SOURCE TEXT
☆ ☆ ☆ ☆
Last year I saw another quite different, but powerful, picture of “team”.  It was from the Tasman Mako. This show over 12~13 weeks is a competition about very fit athletes who must navigate a challenging obstacle course, & they must do it as a team. First game this year, Saturday September 12th.

As I reflected on most of the games I watched all around the country last year, there are several elements making this such a great case study in “team”.

They have a clear objective.  Everyone on the team knows what “the win” is. There is a finish line.

They have to work together. Most of the obstacles require collaboration & dependence on other teammates to successfully overcome their obstacle. 

They win or lose as a team. There are no individual honours or trophies.  In one game one of the players received a rather serious injury which took him out for the rest of the season.  For the rest of the year his teammates included him to provide extra support. And, when these teams cross the finish line, they celebrate together.  There were a lot of group hugs at the finish line. 

They cheer each other on all along the way. In the midst of the gruelling physical challenges, words of affirmation & encouragement flow freely.  You regularly hear the phrase “you can do this”.

They are better together. As a team they were more than just the sum of the individual parts. There was a dynamic synergy created because they were part of a team. At the end of the season, even when they were totally exhausted, they kept pushing ahead because they were part of a team was counting on them.  [1]

Now I know that winning in business is quite different.  Defining the win can be fuzzier & the obstacles are less tangible.  And, we are in the people business, which is way messier than any mud crawl.  But the principles of great teamwork still apply.
☆ ☆ ☆ ☆
WHAT TO DO
Reproduce the passage on teamwork from "They have to" to "the finish line.", word for word. The listing comes from a source unrelated to the passage on teamwork.

RECORDS
☆ ☆ ☆ ☆
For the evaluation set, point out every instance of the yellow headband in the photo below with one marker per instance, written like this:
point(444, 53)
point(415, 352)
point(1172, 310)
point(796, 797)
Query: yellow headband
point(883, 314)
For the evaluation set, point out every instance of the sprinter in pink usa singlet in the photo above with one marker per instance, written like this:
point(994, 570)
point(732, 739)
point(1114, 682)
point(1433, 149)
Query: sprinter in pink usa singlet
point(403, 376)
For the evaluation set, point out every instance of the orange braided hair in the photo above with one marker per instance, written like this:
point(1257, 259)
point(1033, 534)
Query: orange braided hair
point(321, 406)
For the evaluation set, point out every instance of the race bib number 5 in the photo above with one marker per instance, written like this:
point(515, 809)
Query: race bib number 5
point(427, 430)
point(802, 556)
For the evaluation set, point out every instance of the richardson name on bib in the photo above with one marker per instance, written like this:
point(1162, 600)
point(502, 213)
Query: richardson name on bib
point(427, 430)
☆ ☆ ☆ ☆
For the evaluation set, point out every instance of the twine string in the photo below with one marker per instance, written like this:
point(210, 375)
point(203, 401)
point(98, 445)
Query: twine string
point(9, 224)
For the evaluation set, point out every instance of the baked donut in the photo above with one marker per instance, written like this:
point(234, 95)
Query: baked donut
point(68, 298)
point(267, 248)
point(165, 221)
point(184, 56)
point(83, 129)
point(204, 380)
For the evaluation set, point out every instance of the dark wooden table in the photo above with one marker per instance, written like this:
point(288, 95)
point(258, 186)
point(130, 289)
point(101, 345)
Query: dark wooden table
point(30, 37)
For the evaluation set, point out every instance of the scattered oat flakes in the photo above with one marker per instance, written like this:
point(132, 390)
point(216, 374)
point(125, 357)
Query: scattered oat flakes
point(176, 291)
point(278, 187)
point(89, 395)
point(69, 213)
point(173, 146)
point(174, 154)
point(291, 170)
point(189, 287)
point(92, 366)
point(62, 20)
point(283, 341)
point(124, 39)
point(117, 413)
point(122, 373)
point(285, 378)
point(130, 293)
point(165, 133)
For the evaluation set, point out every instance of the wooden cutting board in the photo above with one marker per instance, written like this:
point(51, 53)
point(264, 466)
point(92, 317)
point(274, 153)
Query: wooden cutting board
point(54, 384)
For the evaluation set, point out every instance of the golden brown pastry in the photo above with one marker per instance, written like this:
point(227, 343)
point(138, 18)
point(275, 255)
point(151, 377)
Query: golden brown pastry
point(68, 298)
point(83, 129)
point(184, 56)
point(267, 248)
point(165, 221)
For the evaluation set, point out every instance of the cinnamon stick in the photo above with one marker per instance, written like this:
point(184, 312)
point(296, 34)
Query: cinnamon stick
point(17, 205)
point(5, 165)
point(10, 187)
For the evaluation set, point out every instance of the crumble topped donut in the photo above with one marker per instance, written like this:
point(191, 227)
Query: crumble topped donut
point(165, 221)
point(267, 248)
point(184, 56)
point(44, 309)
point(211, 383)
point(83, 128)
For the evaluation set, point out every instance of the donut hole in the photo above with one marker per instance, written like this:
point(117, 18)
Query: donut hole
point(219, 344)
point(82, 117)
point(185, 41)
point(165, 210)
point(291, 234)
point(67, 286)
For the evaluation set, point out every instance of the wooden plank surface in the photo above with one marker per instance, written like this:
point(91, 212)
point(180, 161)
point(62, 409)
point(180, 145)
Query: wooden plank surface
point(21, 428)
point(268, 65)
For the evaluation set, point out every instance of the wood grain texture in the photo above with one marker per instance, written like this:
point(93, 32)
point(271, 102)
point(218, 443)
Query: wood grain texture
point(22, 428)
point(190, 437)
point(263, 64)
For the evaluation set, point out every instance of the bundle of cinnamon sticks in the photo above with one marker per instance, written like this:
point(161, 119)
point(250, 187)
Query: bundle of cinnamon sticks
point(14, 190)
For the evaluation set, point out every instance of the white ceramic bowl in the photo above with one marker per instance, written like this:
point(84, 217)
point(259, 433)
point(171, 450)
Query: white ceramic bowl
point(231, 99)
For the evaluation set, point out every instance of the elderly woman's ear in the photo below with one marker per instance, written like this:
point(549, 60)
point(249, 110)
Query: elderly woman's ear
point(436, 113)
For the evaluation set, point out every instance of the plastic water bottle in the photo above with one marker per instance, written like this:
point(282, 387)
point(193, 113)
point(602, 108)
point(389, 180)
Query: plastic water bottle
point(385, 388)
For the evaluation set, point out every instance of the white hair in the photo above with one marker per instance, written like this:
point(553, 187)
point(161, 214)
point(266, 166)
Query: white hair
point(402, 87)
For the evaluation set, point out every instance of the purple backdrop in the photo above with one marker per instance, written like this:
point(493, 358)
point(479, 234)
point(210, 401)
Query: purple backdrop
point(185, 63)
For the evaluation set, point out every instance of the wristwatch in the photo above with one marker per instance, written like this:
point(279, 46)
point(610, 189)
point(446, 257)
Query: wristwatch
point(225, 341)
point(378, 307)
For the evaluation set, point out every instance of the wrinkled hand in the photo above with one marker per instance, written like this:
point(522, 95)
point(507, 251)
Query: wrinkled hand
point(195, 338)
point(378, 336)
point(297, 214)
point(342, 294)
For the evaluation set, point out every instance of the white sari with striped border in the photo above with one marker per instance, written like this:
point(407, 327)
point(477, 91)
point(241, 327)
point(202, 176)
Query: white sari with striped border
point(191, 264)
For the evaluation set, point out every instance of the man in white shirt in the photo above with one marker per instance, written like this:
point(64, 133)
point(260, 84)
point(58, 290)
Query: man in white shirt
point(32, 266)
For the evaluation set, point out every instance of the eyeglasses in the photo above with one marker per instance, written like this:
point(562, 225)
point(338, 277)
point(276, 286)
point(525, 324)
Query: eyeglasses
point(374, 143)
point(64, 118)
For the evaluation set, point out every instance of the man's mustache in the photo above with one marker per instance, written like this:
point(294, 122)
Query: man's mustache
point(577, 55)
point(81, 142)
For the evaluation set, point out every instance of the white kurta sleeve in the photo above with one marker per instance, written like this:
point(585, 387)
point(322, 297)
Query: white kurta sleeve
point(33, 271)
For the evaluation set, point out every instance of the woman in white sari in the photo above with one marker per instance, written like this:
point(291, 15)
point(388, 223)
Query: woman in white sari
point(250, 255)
☆ ☆ ☆ ☆
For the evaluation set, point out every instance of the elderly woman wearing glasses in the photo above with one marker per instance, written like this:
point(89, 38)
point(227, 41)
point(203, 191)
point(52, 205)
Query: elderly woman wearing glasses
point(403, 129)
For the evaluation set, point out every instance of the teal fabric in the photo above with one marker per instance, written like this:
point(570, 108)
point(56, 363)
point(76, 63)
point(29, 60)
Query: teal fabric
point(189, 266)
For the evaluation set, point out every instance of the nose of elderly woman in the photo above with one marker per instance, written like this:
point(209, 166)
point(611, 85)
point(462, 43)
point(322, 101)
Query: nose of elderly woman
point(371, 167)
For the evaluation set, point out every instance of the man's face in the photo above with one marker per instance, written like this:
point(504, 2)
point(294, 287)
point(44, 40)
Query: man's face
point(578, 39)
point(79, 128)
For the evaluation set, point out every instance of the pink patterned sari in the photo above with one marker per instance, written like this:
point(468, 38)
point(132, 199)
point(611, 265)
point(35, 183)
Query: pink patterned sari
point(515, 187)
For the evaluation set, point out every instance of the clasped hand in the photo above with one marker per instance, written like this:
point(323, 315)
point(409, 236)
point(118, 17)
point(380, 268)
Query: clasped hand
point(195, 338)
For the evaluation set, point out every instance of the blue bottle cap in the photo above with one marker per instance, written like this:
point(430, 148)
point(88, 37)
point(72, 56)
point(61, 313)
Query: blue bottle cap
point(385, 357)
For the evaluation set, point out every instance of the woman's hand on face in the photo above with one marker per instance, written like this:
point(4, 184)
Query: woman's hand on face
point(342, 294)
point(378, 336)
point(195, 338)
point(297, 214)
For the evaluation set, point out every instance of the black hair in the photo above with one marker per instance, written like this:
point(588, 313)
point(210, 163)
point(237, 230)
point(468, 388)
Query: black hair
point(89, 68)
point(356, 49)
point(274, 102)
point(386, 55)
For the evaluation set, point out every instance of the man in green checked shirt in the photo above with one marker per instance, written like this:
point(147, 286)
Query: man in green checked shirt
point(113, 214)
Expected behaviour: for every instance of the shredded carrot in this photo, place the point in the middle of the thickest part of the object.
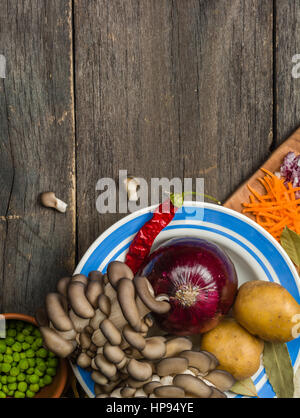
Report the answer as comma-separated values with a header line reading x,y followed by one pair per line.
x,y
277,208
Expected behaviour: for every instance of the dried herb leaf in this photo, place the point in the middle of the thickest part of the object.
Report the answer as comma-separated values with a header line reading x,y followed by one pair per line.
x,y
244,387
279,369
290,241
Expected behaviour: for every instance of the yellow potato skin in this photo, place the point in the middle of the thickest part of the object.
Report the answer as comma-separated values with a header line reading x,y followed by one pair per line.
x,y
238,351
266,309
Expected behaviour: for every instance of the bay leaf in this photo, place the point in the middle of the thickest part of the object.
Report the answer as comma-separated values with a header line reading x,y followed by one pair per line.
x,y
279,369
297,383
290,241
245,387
☆ ☆ ☆ ☆
WORKED SOLUTION
They have to work together. Most of the obstacles require collaboration & dependence on other teammates to successfully overcome their obstacle. 

They win or lose as a team. There are no individual honours or trophies.  In one game one of the players received a rather serious injury which took him out for the rest of the season.  For the rest of the year his teammates included him to provide extra support. And, when these teams cross the finish line, they celebrate together.  There were a lot of group hugs at the finish line.